Referring to Fig. 3, let the prism have apex angle $\alpha$, color-dependent refractive index $n$, and size specified by a length $L$, denoting the distance from the apex to the point of incidence; until Section 5, we will use units such that $L = 1$. Dispersion, relative to a representative value ${n_g}$ (“green”) in the middle of the visible spectrum, is specified by the color parameter $\mu$:

(1)$$n = {n_g}(1 +\mu).$$

In Fig. 1 and the visualizations to follow, we will take a “standard prism,” with $\alpha = \pi /3$, ${n_g} = 1.5$. The limits ${n_{\rm{blue}}}$ and ${n_{\rm{red}}}$ of the visible spectrum are denoted by ${\mu _{\rm{max}}}$:

(2)$${-}{\mu _{\rm{max}}} \le \mu \le {\mu _{\rm{max}}},\quad {\rm i.e.},\quad {\mu _{\rm{max}}} = \frac{{{n_{\rm{blue}}} - {n_{\rm{red}}}}}{{2{n_g}}}.$$

Usually, ${\mu _{\rm{max}}}$ is very small: for borosilicate crown glass, ${\mu _{\rm{max}}} \approx 0.004$. This is too small for effective visualization, so in pictures, we will use the larger value ${\mu _{\rm{max}}} = 0.1$, as in Figs. 1(a), 1(b), and 1(d).

* [Stored data]:
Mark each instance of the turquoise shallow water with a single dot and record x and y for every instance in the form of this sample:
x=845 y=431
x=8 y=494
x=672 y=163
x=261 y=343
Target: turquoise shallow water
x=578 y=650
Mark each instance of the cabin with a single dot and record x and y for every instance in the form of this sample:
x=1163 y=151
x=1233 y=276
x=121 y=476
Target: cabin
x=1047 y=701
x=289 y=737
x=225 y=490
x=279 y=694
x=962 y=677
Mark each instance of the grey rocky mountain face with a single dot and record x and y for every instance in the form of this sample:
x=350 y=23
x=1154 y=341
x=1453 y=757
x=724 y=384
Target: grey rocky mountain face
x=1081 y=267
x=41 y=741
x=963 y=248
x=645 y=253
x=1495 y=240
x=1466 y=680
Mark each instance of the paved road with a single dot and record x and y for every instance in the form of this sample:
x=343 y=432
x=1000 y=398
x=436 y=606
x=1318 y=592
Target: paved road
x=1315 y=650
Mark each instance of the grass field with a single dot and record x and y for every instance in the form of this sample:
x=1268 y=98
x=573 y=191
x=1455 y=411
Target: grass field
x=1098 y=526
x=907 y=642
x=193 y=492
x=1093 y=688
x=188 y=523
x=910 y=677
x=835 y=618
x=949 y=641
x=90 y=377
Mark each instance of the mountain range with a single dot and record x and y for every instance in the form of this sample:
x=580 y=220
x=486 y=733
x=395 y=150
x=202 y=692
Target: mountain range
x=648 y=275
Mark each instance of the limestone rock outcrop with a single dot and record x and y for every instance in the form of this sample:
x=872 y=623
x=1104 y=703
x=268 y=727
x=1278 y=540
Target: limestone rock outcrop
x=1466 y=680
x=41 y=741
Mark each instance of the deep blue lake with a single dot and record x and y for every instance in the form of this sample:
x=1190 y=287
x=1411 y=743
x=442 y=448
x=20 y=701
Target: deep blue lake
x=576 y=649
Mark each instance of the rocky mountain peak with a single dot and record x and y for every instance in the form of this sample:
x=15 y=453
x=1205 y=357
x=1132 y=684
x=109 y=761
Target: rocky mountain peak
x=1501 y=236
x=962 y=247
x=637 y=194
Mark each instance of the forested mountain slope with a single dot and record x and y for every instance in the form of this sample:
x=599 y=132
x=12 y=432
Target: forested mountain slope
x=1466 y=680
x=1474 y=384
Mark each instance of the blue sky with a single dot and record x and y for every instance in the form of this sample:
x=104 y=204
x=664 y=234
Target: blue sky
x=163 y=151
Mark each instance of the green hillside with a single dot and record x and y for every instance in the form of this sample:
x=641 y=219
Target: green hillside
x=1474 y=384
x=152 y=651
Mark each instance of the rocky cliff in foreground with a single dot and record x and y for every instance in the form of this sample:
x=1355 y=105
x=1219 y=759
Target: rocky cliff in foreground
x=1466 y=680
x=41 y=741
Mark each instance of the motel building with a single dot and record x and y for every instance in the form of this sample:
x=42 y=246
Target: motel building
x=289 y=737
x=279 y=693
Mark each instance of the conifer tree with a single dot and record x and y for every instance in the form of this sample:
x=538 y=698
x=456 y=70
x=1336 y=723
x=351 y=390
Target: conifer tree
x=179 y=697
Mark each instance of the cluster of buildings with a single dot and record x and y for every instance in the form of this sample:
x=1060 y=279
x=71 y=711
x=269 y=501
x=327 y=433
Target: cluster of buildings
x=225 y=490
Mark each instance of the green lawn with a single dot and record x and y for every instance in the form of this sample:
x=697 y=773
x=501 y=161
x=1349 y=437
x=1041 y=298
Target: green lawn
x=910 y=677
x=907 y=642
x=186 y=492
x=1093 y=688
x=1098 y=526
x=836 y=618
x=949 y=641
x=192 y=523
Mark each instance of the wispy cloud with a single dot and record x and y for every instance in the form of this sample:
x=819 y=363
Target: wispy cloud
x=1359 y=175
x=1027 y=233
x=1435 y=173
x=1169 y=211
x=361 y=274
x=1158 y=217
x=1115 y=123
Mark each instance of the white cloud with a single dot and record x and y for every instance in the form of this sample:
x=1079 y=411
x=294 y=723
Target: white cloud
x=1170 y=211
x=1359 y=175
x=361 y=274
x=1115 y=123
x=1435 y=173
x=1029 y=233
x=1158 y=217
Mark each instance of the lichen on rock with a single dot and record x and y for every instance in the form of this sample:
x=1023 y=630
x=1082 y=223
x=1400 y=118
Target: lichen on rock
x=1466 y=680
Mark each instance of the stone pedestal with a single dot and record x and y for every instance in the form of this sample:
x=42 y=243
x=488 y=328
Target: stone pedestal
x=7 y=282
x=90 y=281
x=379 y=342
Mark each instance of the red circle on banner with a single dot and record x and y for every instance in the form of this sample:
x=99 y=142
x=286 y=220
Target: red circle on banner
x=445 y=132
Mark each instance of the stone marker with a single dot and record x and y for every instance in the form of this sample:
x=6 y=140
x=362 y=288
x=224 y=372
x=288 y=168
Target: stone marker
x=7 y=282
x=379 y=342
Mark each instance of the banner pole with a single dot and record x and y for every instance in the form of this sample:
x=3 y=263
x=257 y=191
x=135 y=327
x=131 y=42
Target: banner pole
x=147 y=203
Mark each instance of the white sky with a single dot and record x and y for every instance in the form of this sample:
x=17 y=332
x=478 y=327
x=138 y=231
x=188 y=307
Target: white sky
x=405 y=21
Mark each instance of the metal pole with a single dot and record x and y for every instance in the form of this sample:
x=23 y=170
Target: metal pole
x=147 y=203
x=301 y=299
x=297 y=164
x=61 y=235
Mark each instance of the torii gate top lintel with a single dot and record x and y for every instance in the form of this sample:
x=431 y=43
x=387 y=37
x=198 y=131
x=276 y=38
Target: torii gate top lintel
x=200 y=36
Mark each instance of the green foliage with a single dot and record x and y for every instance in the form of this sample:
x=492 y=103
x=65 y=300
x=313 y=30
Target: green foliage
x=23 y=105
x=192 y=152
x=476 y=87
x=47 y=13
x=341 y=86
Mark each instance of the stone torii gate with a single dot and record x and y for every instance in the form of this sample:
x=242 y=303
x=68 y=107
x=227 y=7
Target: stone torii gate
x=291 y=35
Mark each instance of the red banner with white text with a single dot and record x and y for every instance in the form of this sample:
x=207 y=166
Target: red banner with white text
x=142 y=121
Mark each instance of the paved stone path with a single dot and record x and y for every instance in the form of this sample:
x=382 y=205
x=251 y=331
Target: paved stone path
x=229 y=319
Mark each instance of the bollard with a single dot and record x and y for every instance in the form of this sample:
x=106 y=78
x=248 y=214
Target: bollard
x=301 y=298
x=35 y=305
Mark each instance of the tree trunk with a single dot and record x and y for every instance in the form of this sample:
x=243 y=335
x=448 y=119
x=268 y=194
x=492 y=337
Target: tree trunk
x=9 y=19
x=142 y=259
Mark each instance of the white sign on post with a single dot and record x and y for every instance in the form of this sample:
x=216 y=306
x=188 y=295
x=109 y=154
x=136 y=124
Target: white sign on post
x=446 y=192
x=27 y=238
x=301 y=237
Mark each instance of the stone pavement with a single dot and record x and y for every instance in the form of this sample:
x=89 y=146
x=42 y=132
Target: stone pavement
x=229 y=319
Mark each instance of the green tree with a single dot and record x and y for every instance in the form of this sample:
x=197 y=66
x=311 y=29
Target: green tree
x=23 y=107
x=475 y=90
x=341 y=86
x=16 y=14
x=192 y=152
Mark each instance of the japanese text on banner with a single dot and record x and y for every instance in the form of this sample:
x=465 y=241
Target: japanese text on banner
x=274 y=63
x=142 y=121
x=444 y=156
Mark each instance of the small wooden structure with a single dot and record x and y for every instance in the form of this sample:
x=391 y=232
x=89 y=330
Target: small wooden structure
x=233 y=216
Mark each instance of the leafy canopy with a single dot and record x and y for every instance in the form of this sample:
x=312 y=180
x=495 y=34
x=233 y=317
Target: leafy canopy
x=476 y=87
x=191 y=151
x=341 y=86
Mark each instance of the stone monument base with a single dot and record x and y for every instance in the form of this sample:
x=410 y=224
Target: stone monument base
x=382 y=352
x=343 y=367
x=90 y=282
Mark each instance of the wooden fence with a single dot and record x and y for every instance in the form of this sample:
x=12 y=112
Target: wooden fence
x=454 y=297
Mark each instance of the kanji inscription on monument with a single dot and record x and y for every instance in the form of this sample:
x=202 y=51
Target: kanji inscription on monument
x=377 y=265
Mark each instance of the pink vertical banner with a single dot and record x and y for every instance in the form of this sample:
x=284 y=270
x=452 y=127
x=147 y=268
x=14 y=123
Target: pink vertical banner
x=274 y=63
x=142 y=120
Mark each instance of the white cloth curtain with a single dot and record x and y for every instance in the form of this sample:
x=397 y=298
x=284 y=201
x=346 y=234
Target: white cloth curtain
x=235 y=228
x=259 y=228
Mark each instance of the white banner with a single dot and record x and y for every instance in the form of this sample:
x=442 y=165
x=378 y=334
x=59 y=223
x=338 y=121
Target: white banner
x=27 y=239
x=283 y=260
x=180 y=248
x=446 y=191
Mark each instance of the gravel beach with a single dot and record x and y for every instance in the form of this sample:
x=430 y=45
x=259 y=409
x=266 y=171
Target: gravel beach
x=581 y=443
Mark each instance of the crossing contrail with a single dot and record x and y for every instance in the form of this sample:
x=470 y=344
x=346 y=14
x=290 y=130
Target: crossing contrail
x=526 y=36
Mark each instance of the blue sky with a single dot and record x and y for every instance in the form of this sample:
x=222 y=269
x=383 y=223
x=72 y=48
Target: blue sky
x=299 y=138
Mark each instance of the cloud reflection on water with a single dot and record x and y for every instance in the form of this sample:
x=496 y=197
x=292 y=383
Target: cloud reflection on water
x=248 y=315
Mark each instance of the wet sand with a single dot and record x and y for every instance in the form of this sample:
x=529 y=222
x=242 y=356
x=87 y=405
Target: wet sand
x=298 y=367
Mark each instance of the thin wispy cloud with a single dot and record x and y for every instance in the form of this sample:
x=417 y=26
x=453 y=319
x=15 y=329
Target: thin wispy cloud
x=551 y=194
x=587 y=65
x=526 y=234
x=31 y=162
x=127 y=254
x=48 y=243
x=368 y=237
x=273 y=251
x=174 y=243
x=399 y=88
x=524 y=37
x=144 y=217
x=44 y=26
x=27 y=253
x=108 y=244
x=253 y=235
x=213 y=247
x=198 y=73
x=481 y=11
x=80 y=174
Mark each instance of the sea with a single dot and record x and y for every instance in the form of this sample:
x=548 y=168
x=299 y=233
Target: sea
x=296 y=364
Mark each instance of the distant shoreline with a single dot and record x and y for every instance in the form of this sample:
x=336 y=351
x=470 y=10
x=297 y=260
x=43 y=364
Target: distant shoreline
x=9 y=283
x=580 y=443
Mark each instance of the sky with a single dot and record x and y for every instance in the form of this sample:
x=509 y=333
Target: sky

* [Task requirements]:
**A.** Answer these from the prism text:
(i) What apex angle does the "standard prism" have?
(ii) About what value does the color parameter limit take for borosilicate crown glass?
(iii) What limit value is used in the pictures?
**B.** Do these statements agree with the prism text? Answer yes or no for each and quote the deciding words.
(i) L is the distance from the apex to the point of incidence.
(ii) The refractive index is the same for every color.
(iii) Units with L = 1 are kept for the whole work.
**C.** Which figures or figure panels does the prism text cite? List every one.
The listing has no connection to the prism text.

* [The solutions]:
**A.**
(i) π/3
(ii) About 0.004
(iii) 0.1

**B.**
(i) Yes: "denoting the distance from the apex to the point of incidence"
(ii) No: "color-dependent refractive index"
(iii) No: "until Section 5"

**C.** Fig. 3; Fig. 1; Fig. 1(a); Fig. 1(b); Fig. 1(d)